[Stored data entries]
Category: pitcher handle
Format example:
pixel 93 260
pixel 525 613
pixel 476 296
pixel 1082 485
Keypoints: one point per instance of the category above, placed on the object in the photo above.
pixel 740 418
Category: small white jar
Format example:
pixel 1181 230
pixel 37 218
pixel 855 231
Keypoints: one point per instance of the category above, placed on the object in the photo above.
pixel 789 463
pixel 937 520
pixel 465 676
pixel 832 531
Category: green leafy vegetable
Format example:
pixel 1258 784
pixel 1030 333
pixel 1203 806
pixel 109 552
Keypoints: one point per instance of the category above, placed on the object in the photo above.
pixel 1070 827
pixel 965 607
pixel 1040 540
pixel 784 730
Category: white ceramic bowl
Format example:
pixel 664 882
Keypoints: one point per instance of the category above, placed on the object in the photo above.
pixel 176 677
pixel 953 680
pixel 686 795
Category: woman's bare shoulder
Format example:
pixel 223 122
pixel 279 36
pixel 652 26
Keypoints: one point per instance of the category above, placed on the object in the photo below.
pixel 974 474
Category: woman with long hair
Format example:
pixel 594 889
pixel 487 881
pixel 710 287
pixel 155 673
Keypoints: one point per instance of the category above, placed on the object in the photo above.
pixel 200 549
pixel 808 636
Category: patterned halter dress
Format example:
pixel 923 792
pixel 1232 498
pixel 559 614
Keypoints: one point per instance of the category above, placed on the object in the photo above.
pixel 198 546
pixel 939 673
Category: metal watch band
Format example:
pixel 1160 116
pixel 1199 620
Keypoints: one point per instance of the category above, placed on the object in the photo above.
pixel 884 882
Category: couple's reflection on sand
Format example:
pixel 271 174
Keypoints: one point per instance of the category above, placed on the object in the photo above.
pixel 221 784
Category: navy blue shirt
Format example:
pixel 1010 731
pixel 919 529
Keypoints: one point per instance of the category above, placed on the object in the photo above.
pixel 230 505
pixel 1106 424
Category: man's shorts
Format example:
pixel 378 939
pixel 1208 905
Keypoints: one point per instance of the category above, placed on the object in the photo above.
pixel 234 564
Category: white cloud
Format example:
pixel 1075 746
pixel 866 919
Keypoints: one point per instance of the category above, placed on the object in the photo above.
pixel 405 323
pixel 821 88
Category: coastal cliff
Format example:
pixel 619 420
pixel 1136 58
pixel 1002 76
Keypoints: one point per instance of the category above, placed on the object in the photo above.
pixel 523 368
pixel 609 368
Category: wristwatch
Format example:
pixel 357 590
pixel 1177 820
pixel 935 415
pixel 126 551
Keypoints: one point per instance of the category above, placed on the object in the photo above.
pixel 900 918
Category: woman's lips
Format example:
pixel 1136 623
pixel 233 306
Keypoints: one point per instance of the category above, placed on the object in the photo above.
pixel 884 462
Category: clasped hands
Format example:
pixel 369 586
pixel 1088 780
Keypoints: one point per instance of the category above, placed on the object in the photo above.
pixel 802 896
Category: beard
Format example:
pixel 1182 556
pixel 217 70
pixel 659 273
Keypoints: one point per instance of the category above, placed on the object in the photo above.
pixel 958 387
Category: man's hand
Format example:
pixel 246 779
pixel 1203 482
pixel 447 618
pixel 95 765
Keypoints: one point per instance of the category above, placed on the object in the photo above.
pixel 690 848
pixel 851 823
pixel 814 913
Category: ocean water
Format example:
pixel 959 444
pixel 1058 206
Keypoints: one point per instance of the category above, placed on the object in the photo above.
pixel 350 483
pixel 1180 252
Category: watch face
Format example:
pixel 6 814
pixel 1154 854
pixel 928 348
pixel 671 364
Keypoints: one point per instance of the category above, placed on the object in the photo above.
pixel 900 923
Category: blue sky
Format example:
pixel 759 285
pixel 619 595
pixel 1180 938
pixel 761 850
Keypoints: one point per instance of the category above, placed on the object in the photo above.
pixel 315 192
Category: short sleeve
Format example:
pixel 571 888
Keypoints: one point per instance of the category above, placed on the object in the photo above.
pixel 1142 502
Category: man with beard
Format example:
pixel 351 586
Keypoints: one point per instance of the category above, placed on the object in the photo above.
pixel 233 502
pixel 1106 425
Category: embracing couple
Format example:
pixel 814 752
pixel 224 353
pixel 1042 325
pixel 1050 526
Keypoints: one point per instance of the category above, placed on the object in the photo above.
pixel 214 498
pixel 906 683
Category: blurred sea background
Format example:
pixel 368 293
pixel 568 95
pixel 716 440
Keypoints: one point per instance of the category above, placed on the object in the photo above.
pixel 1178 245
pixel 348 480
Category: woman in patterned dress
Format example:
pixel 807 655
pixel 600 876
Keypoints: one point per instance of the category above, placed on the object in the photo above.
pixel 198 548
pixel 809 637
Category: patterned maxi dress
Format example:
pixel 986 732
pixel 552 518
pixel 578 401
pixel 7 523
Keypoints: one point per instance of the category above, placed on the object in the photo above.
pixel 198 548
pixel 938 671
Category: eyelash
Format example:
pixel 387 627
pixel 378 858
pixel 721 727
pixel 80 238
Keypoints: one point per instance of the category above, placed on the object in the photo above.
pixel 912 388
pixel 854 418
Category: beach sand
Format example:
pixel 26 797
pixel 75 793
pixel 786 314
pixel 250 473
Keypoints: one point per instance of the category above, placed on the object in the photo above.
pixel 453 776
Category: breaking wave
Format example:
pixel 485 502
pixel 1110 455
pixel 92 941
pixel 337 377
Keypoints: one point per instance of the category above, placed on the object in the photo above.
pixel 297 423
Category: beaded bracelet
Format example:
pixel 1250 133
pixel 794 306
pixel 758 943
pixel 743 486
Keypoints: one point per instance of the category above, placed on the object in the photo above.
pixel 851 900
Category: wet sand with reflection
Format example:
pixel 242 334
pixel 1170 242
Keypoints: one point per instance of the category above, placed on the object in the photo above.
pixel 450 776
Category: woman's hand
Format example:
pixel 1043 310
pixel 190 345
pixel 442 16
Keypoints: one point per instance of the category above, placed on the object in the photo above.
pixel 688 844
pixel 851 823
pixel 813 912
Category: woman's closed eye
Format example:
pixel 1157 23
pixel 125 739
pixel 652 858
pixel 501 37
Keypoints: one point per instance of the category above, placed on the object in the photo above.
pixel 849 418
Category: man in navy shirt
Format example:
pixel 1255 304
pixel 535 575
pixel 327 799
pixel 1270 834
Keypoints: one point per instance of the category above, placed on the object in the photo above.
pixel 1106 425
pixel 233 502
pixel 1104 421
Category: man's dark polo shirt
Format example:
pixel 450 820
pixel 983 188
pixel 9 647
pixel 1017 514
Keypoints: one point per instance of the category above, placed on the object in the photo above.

▸ Work required: Every record is to be written out verbatim.

▸ Answer to this task:
Category: pitcher handle
Format example:
pixel 93 260
pixel 525 613
pixel 476 296
pixel 1082 485
Keypoints: one point per instance of the category above, placed on the object in the photo above.
pixel 740 418
Category: small white jar
Format example:
pixel 1181 230
pixel 37 218
pixel 855 231
Keypoints: one point per instance of the category above, placed on the object in the photo above.
pixel 789 463
pixel 937 520
pixel 465 676
pixel 832 531
Category: green leafy vegetable
Format example:
pixel 1258 784
pixel 1030 333
pixel 1203 806
pixel 109 552
Keypoints: one point per instance of the category above, placed on the object in the photo above.
pixel 1070 827
pixel 965 607
pixel 1040 540
pixel 784 730
Category: white ceramic bowl
Format example:
pixel 664 882
Keypoints: one point per instance of the category above, placed on the object in the photo above.
pixel 176 677
pixel 953 680
pixel 686 795
Category: woman's bare shoulder
Format example:
pixel 223 122
pixel 279 36
pixel 652 26
Keypoints: one point per instance of the category above, placed on the object in the photo below.
pixel 974 474
Category: woman with long hair
Format example:
pixel 594 889
pixel 487 881
pixel 710 287
pixel 155 673
Keypoints: one point per instance of the category above, placed on the object in the photo above.
pixel 200 549
pixel 808 636
Category: patterned halter dress
Format example:
pixel 923 792
pixel 1232 498
pixel 559 614
Keypoints: one point per instance of the category above, placed on the object in the photo above.
pixel 198 546
pixel 939 673
Category: metal watch band
Format example:
pixel 1160 116
pixel 1199 620
Keypoints: one point per instance of the category above, placed on the object in the photo above.
pixel 884 882
Category: couple's reflection on sand
Format example:
pixel 271 174
Keypoints: one point per instance of the category above, placed on the object in the photo above.
pixel 221 784
Category: navy blue shirt
Format example:
pixel 1010 731
pixel 919 529
Keypoints: one point per instance of the category above, placed on the object in the photo above.
pixel 230 505
pixel 1106 424
Category: man's shorts
Format example:
pixel 378 939
pixel 1208 905
Keypoints: one point per instance of the category above, placed on the object in the photo above.
pixel 234 564
Category: white cloud
Format example:
pixel 1075 746
pixel 866 919
Keypoints: one point per instance of the category above, placed on the object in the photo above.
pixel 405 323
pixel 821 88
Category: coastal cliff
Format example:
pixel 619 420
pixel 1136 58
pixel 1002 76
Keypoints: one point per instance of the category above, placed on the object in the photo above.
pixel 523 368
pixel 609 368
Category: wristwatch
Format example:
pixel 357 590
pixel 1177 820
pixel 935 415
pixel 126 551
Keypoints: one point per instance of the category above, placed on the object in the photo above.
pixel 900 918
Category: woman's lips
Format example:
pixel 1136 623
pixel 233 306
Keypoints: one point per instance of the category above, placed on the object in the photo above.
pixel 884 462
Category: clasped hands
Format example:
pixel 369 586
pixel 1088 780
Keypoints: one point per instance of the category above, placed on the object in the photo above.
pixel 802 896
Category: beard
Format example:
pixel 1182 556
pixel 217 70
pixel 659 273
Keypoints: one point per instance of the category above, placed on the object in the photo above.
pixel 958 387
Category: man's hand
Format example:
pixel 246 779
pixel 1203 482
pixel 447 618
pixel 95 765
Keypoints: one point per instance of the category above, placed on the object in the photo above.
pixel 690 848
pixel 851 823
pixel 814 913
Category: ocean water
Format example:
pixel 959 444
pixel 1058 206
Keypoints: one point per instance of the category above, placed on the object in the photo above.
pixel 350 483
pixel 1180 252
Category: watch face
Format example:
pixel 6 814
pixel 1154 854
pixel 928 348
pixel 671 364
Keypoints: one point per instance of the category above, placed on the object in the photo above.
pixel 900 923
Category: blue sky
Format example:
pixel 759 285
pixel 619 595
pixel 1180 938
pixel 761 850
Keypoints: one point per instance of the category above, placed on the object in the photo above.
pixel 315 192
Category: short sleeve
Format example:
pixel 571 888
Keypoints: one point per instance of the category above, placed on the object in the photo above.
pixel 1142 502
Category: man with beard
Format example:
pixel 351 586
Keypoints: one point per instance of the category above, placed on the object in the photo above.
pixel 233 502
pixel 1106 425
Category: embracing couple
Format example:
pixel 814 752
pixel 224 353
pixel 1042 325
pixel 1050 526
Keypoints: one point per instance of the category above, placed on the object in the photo above.
pixel 214 498
pixel 906 683
Category: blurred sea background
Format example:
pixel 368 293
pixel 568 95
pixel 716 440
Keypoints: one point per instance of the category above, placed on the object in the photo above.
pixel 1178 245
pixel 348 480
Category: woman in patterned dress
Format example:
pixel 807 655
pixel 600 876
Keypoints: one point per instance of the category above, placed on the object in the photo above.
pixel 198 548
pixel 809 637
Category: patterned maxi dress
Format example:
pixel 986 732
pixel 552 518
pixel 578 401
pixel 7 523
Keypoints: one point per instance of the category above, placed on the object in the photo above.
pixel 198 548
pixel 938 671
Category: eyelash
Format example:
pixel 387 627
pixel 378 858
pixel 721 727
pixel 80 238
Keypoints: one point per instance of the category above, placed on the object in the photo above.
pixel 912 388
pixel 854 418
Category: beach sand
Format example:
pixel 26 797
pixel 75 793
pixel 786 314
pixel 250 473
Keypoints: one point per instance of the category above, placed on the object in the photo above.
pixel 453 776
Category: breaking wave
Format example:
pixel 485 502
pixel 1110 455
pixel 92 941
pixel 337 377
Keypoints: one point per instance of the category above, placed on the object in the photo above.
pixel 297 423
Category: beaded bracelet
Format example:
pixel 1250 133
pixel 794 306
pixel 758 943
pixel 743 486
Keypoints: one point per instance of the category above, placed on the object in the photo above.
pixel 851 900
Category: wet sand with reflection
Format example:
pixel 242 334
pixel 1170 242
Keypoints: one point per instance of the category above, placed on the object in the photo above.
pixel 450 776
Category: woman's hand
Format example:
pixel 1043 310
pixel 190 345
pixel 442 16
Keypoints: one point per instance of the category above, placed on the object in the photo above.
pixel 688 844
pixel 851 823
pixel 813 912
Category: woman's closed eye
Format example:
pixel 1157 23
pixel 125 739
pixel 652 858
pixel 501 37
Keypoints: one point per instance of the category above, placed on the object in the photo above.
pixel 849 418
Category: man in navy shirt
Format example:
pixel 1255 304
pixel 535 575
pixel 327 799
pixel 1270 834
Keypoints: one point per instance of the category above, placed on the object in the photo above.
pixel 1106 425
pixel 233 502
pixel 1104 421
Category: man's dark polo shirt
Format example:
pixel 450 820
pixel 983 188
pixel 9 647
pixel 1017 514
Keypoints: one point per instance of the category above, placed on the object in the photo above.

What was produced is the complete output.